─── WORKING DATA

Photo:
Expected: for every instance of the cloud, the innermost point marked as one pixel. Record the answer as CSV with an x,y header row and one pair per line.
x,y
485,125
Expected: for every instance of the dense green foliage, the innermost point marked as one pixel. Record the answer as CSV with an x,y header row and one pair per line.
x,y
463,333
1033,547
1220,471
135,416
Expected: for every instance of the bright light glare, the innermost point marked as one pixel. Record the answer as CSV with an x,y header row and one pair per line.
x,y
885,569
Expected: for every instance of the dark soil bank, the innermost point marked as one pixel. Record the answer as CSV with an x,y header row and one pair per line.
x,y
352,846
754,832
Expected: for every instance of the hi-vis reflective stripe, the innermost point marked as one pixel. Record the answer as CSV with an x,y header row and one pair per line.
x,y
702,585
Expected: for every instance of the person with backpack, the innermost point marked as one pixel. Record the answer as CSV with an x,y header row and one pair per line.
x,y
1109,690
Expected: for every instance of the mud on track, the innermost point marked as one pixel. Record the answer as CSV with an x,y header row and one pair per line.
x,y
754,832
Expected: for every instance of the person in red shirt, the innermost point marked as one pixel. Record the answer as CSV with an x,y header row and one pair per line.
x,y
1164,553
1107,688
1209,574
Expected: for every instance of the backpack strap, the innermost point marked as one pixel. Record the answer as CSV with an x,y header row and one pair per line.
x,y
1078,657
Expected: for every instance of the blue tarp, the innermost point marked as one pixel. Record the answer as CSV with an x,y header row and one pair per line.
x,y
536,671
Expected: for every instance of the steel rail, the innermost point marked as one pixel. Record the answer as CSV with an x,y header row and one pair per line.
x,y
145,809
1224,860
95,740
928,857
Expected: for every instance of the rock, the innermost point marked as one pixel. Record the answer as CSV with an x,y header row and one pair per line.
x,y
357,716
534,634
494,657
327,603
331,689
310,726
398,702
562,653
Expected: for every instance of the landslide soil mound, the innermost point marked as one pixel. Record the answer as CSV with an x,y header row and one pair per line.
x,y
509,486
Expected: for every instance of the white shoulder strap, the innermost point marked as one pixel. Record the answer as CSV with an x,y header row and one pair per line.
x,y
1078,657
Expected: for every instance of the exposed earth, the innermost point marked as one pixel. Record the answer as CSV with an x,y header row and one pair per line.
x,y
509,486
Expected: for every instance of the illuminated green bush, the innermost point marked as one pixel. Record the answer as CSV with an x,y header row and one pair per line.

──────

## BRIEF:
Reproduce the material above word for word, from its first line through its last.

## RESULT:
Photo:
Expected: for every instance of the cloud, the innermost point marked as one pixel. Record the answer as CSV with an x,y header row and one pair per line.
x,y
485,125
Expected: for every instance of the dense green foliage, the innermost point marked as one pixel. Record the answer as CSV with an x,y header row and one pair per line.
x,y
463,333
1033,547
1220,471
135,416
Expected: for every instance of the bright light glare, the innermost point marked as one pixel. Record the answer as CSV with an x,y header row and one pair per line.
x,y
885,569
Expected: for every instance of the dark soil bank, the innermost point marked as one pixel. Record the answer as CSV with an x,y header row and one pair per line.
x,y
352,846
754,832
Expected: for every instance of the hi-vis reflective stripe, the innermost point marked as one pixel. Record the answer as CSV with an x,y header row and one pair per line.
x,y
702,585
Expected: for every instance of the person with backpack, the innermost point marked as one pixel. Record the answer as CSV with an x,y header row and one pair per line.
x,y
1109,690
Expected: for every instance of the mud on track, the innermost point marked as one pixel. Record the answer as CSV with an x,y header row and one pair per line.
x,y
754,832
Expected: for every instance of the person in red shirt, the innermost point marked as one pixel. Record the answer as CSV with an x,y header row and one pair per line.
x,y
1164,553
1107,688
1209,574
Expected: for every instance of the backpack strap, the innermost point marked as one pixel. Record the answer as CSV with an x,y header row and one pair per line.
x,y
1078,657
Expected: for every instance of the blue tarp, the innermost point marked as one pixel. Record the answer as CSV with an x,y header row and one pair per line.
x,y
536,671
Expected: for every instance of the steel rail, the innermost point marked as one pixel. Record the answer as CSV with an x,y header row and one pair per line.
x,y
145,809
1224,860
95,740
928,857
Expected: for every instance of the rock, the innermost point marked as one pixel. Record the answer as CSV with an x,y header row and one pair per line.
x,y
357,716
534,634
494,657
327,603
331,689
310,726
398,702
562,653
Expected: for every instance of the landslide soil mound, the innermost point marked as one pixel. Record the answer as CSV with an x,y header row and one pair per line.
x,y
509,486
Expected: for every instance of the white shoulder strap, the innermost point marked as one pixel. Record the answer as CSV with an x,y header row and one pair per line.
x,y
1078,657
Expected: for every instance of the exposed earth, the innermost point marked as one pixel. Record the answer as CSV with an x,y header row and one pair per line.
x,y
509,486
Expected: for every instance of the illuminated green bush, the innermost point marked as one pixel. Record the answer as CSV with an x,y header row and one pair per line.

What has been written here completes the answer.